» REQUIRED WORK:
Continue the excerpt below about the Eagle Eye AIR platform and the PC Optimum loyalty program, picking up right after its last sentence.

» EXCERPT PROVIDED:
────

With the launch of PC Optimum with Loblaw, we have confirmed our position as a leading provider of digital loyalty services, in addition to the personalised promotion services we have offered until now. Underpinning our strategy to become a global leader in digital marketing, the Group remains committed to product leadership and innovation.

 

Since the start of FY 2018 we have transformed the AIR platform's capability to increase its performance to deliver over 3,000 transactions per second, this transforms the scalability and availability for Tier 1 clients. For Loblaw we are servicing millions of customers with approximately 150 million personalised offers each week, supporting a loyalty scheme with vast scale and personalisation.

 

For the F&B sector we have integrated with Flypay to broaden our restaurant app to support pay at table via a mobile application. In addition, we have continued to develop deeper segmentation controls within the app user base to enable more relevant consumer engagement. We have also integrated with both Apple and Google Wallets providing consumers with more choice in how and where they save and redeem their coupons, stamp cards and gift vouchers.

 

POST PERIOD

 

Loblaw

 

Loblaw successfully launched its new PC Optimum programme on 1 February 2018, using the Eagle Eye AIR platform to deliver personalised, valuable and convenient rewards to millions of Canadians.

 

The PC Optimum programme has combined two of Canada's most loved loyalty programmes1 PC Plus and Shoppers Optimum, to become one of Canada's largest loyalty programmes. The two programmes had 8 million and 11 million members respectively. Merging these two programmes creates a state-of-the-art loyalty programme and brings more redemption options and greater convenience to Canadians. This relationship marks the first time two loyalty programmes with customer data of this magnitude have been successfully integrated into one programme, making it one of the largest in Canadian history.

────

Boundary-labeling items
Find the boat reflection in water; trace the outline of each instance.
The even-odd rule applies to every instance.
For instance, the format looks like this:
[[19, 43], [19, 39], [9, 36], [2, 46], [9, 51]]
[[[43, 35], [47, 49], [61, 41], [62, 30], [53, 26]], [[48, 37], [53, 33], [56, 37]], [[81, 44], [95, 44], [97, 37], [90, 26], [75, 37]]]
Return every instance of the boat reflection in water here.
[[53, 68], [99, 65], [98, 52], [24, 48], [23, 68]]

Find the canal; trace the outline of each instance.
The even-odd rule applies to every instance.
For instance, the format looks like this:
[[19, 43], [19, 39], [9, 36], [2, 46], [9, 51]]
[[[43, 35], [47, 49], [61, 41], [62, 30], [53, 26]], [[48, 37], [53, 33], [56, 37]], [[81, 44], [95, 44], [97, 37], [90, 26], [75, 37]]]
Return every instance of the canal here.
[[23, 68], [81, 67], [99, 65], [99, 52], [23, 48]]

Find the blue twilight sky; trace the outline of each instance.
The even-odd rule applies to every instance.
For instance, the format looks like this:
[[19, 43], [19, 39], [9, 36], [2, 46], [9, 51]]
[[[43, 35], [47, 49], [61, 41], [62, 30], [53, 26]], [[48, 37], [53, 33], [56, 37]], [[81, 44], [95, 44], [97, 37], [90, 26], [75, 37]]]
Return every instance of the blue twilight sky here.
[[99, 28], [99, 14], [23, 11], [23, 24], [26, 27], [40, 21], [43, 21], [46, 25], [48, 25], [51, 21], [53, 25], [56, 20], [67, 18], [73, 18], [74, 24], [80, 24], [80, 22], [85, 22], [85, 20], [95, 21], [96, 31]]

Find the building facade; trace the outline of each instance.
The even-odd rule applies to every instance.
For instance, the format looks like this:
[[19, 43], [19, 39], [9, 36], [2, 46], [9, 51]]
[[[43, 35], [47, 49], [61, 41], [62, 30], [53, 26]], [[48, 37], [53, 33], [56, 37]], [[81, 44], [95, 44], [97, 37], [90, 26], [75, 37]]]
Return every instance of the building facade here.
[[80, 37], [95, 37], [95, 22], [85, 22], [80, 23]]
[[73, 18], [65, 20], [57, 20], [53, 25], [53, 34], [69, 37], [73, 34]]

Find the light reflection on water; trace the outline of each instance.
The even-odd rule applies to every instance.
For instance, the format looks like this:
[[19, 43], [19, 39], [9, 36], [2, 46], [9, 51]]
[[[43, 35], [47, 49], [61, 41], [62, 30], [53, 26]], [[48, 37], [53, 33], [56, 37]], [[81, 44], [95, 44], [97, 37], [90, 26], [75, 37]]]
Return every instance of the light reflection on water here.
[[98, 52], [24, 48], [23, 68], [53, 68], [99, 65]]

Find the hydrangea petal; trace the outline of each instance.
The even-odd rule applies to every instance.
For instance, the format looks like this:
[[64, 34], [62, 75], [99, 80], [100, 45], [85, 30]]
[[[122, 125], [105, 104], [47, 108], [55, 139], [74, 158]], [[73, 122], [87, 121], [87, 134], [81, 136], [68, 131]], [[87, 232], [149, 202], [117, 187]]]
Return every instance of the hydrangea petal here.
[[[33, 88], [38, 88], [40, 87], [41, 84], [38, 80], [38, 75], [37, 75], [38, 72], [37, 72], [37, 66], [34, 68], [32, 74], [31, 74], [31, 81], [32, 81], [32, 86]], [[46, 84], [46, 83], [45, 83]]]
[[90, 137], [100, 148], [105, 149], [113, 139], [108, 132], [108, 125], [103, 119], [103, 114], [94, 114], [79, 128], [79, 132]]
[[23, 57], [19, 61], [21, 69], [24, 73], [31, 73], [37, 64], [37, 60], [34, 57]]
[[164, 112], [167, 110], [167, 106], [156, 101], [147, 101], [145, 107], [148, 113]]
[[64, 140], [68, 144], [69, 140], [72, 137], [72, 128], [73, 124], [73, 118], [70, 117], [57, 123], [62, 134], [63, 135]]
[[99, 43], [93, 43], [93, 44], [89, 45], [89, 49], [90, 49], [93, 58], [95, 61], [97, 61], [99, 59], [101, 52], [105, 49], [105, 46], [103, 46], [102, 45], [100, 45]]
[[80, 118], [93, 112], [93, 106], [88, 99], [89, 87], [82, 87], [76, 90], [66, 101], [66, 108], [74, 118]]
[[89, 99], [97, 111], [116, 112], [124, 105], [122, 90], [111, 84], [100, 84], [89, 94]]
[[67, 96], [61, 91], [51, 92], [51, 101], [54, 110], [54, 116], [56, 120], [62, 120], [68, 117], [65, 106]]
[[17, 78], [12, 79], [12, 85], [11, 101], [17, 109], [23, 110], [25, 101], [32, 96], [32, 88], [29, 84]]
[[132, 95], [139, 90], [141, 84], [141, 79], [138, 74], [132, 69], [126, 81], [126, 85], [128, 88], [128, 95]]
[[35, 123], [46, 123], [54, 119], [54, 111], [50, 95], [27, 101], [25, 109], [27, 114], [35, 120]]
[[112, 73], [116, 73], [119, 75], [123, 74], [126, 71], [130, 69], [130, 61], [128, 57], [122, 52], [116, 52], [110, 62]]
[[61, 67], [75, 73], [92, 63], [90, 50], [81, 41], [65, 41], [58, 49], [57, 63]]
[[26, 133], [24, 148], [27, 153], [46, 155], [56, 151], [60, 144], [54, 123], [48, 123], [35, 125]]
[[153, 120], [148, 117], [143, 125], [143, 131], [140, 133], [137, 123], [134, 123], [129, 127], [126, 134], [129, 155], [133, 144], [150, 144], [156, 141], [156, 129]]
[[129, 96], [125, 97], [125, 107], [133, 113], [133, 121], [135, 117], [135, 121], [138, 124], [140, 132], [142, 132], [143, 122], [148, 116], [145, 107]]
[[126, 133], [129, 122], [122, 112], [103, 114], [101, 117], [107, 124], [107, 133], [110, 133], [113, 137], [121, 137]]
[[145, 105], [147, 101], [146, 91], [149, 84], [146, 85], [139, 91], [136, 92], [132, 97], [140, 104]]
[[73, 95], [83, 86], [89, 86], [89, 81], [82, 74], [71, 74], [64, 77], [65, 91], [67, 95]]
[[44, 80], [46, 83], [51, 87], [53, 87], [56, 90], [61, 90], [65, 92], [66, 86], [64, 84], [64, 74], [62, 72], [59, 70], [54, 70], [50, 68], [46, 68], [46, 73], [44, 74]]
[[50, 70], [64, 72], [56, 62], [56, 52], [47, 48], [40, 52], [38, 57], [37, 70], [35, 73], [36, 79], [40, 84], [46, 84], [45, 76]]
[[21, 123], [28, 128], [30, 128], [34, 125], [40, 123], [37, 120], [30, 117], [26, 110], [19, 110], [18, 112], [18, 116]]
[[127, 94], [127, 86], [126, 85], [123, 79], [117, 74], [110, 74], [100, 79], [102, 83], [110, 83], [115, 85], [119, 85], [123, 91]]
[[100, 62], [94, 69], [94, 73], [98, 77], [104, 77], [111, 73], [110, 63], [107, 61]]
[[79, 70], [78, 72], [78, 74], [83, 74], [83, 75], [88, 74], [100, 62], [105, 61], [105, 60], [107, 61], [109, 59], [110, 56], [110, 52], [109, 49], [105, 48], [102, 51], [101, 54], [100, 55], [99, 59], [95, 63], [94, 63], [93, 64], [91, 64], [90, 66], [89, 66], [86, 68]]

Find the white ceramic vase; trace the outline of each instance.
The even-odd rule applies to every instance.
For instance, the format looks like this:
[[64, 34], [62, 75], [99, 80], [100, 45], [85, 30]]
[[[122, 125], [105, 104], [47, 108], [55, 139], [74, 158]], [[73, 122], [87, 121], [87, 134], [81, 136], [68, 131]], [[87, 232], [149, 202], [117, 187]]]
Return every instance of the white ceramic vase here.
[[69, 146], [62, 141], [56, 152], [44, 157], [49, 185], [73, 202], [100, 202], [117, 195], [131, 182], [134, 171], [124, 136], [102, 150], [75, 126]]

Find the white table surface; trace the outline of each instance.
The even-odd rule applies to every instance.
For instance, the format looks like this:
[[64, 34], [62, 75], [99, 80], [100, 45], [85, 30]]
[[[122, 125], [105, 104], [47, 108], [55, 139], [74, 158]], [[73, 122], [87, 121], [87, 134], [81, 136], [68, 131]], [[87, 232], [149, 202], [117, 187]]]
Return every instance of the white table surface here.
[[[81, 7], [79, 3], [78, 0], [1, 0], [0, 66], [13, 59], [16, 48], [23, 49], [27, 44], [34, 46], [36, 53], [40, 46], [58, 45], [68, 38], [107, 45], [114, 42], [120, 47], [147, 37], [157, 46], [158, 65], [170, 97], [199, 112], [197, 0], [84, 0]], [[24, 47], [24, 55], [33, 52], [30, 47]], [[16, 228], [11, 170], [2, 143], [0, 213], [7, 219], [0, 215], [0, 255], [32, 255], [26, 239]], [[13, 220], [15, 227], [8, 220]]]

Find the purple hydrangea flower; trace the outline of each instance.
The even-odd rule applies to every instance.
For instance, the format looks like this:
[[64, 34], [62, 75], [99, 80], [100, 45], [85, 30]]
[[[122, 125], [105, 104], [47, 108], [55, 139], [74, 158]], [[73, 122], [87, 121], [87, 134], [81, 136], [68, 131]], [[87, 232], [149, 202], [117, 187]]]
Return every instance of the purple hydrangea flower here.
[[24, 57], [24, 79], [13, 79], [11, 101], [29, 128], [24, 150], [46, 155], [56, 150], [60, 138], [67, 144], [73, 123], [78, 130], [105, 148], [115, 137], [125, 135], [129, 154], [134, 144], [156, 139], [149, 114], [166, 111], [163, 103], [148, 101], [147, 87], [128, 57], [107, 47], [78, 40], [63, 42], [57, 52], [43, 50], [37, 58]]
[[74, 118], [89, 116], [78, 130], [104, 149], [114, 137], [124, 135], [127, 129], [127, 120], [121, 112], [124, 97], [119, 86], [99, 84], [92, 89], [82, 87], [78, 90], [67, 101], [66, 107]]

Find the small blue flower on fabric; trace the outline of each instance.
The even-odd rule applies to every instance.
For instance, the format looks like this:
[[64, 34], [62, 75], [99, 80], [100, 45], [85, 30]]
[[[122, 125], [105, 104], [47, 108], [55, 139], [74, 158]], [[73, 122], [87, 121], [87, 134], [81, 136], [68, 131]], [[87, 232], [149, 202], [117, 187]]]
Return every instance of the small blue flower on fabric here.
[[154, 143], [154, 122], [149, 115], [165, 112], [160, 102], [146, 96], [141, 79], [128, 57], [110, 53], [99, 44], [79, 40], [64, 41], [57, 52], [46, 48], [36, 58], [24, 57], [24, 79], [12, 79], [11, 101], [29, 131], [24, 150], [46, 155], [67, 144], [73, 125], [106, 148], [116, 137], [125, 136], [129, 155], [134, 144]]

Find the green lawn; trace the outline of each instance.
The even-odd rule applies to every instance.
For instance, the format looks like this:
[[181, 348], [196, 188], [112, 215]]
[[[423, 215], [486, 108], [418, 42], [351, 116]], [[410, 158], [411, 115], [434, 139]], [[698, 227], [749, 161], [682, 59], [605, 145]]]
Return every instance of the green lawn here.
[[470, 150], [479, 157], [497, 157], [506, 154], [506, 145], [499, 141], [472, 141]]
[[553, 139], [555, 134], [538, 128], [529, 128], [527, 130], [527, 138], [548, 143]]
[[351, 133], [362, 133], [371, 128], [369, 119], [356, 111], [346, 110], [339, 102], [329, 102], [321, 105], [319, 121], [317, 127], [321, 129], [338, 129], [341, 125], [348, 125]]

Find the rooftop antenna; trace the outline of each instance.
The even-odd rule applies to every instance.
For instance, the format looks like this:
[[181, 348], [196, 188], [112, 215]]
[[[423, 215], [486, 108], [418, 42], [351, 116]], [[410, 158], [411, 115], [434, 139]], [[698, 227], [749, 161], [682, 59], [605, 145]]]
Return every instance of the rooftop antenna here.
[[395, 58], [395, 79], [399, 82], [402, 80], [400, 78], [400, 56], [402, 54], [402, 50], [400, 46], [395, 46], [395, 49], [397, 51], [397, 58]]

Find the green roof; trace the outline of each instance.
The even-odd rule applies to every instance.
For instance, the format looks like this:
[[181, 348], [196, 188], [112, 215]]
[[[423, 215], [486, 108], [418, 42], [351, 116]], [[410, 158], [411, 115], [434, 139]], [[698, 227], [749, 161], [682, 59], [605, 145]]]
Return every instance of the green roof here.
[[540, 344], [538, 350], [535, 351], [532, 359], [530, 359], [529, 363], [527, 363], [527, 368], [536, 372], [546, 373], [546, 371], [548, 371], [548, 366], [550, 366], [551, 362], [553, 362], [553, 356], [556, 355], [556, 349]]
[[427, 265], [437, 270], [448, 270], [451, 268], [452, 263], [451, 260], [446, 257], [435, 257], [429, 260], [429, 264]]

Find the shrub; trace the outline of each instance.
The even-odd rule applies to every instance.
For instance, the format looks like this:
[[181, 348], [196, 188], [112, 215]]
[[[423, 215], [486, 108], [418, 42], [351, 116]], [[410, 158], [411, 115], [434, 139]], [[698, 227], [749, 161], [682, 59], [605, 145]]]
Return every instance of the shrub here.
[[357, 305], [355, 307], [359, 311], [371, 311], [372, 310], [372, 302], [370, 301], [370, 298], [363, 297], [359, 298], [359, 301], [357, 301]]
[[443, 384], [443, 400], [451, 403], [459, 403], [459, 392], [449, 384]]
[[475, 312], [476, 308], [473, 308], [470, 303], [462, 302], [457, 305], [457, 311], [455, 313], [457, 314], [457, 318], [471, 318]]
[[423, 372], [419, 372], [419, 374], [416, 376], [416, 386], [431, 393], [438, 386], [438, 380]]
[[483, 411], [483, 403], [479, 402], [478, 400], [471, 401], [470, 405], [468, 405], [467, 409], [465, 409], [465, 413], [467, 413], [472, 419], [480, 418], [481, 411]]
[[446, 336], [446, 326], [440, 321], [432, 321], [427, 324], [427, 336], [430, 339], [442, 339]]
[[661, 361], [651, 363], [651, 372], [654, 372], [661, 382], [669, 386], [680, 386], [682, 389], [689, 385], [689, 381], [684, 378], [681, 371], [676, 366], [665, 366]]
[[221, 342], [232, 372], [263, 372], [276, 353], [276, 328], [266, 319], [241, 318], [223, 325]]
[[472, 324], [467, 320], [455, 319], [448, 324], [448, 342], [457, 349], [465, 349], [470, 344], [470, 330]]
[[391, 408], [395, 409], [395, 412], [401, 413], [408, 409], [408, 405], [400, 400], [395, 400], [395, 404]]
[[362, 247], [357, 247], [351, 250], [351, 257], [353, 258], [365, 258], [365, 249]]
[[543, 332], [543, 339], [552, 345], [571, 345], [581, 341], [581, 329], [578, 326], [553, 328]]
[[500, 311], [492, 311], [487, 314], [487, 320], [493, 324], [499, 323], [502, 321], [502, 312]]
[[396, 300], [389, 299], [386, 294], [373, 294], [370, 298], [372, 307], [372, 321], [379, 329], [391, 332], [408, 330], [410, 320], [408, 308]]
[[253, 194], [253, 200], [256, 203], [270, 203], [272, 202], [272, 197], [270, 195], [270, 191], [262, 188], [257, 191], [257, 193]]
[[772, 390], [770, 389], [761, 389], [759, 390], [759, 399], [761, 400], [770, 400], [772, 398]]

────

» RESULT OF THE EXERCISE:
 

Since the launch of PC Optimum on 1 February 2018, more than 6 million customers have already converted to the new programme, with customers earning and redeeming points more than 32 million times in the first three weeks. The programme, which engages consumers digitally but gives them choice on redemption, generated on average more than 1.5 million PC Optimum app or web visits every day since launch. According to Loblaw's internal customer net promoter score (NPS) survey, 80% of customers were very satisfied with the new programme specifically highlighting ease of converting points and participation.

 

Activity since launch is in line with the Board's expectations and the revenue generated from this contract will shift significantly from initial implementation fees to recurring transaction fees in H2 2018.

 

The Eagle Eye AIR platform sits at the heart of the PC Optimum programme ecosystem and is integrated with Loblaw's channels and systems, enabling a single customer view across Loblaw's varying businesses, including Loblaw supermarkets, Shoppers Drug Mart, PC Financial and Joe Fresh.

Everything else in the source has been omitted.